Dataset records:
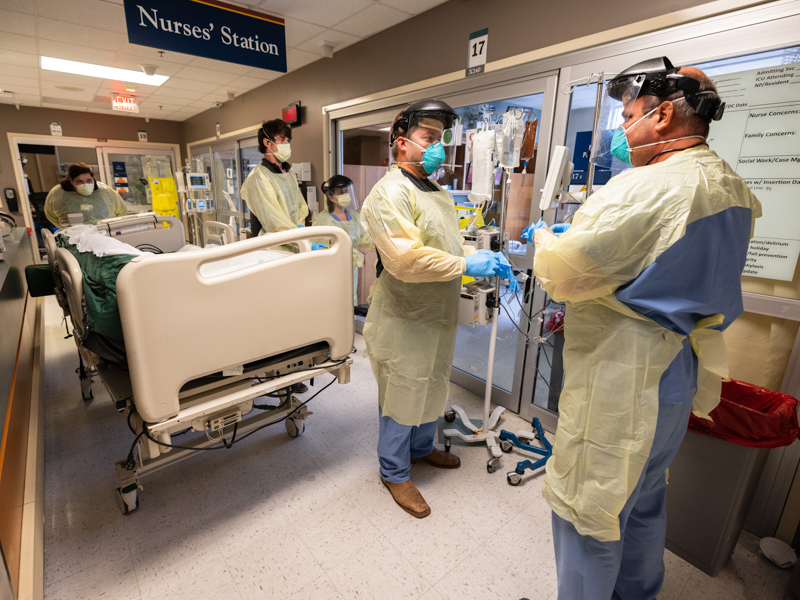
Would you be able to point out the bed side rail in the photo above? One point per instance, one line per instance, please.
(148, 232)
(180, 324)
(217, 233)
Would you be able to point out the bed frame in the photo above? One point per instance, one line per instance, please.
(200, 349)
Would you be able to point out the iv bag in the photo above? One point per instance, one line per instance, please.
(482, 166)
(529, 139)
(512, 141)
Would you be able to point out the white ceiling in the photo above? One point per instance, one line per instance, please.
(94, 31)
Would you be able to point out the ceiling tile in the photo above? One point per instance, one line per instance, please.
(175, 93)
(247, 82)
(337, 38)
(65, 107)
(7, 82)
(218, 65)
(298, 32)
(372, 20)
(16, 22)
(263, 74)
(129, 61)
(159, 107)
(296, 59)
(25, 6)
(413, 6)
(22, 100)
(24, 90)
(18, 70)
(153, 53)
(73, 52)
(314, 11)
(105, 16)
(176, 83)
(79, 35)
(61, 95)
(200, 74)
(20, 43)
(18, 58)
(51, 78)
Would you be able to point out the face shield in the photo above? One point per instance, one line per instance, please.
(432, 127)
(339, 190)
(618, 93)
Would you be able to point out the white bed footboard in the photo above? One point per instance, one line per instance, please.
(180, 325)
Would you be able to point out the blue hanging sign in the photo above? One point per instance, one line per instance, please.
(210, 29)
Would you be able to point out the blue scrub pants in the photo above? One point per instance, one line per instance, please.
(632, 567)
(398, 444)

Job:
Substitute "locate" for each occurrence of "point out" throughout the rows above, and write all of them out again with everything else unchanged. Omit the pictures from the rewritten rows.

Solution for this task:
Would you be able to locate the bed side rail in the photo above? One point per instance, one line per instance, please.
(148, 232)
(180, 324)
(217, 233)
Would you be able to locate the bed frame in the photo above? One point per instance, one line per instance, please.
(200, 349)
Would you be able to locate the iv bag in the photo above? One point per instance, one line per instance, please.
(482, 166)
(529, 139)
(512, 141)
Would you be able to locate the white ceiling in the photo above? One point per instance, one line per instance, please.
(94, 31)
Would you be able to locate the ceiling tile in the photo above? One point per instance, one line per instance, please.
(175, 93)
(247, 82)
(337, 38)
(65, 107)
(7, 82)
(218, 65)
(298, 32)
(372, 20)
(16, 22)
(263, 74)
(129, 61)
(159, 107)
(296, 59)
(25, 6)
(413, 6)
(22, 100)
(24, 90)
(18, 70)
(153, 53)
(73, 52)
(314, 11)
(105, 16)
(176, 83)
(79, 35)
(61, 95)
(200, 74)
(20, 43)
(18, 58)
(51, 78)
Would you be able to locate the face shield in the photo above? One point per instance, one line per instance, please.
(432, 127)
(339, 190)
(618, 93)
Would you be able to locate the white bed footboard in the photo above? One point per instance, one line per instance, please.
(180, 325)
Would you be able to locate the blue hanging sign in the photo above? One point per instance, one line per instance, please.
(210, 29)
Would you be able to locate the blue scrub pants in the photo above? One point per instance, one line per instance, please.
(632, 567)
(398, 444)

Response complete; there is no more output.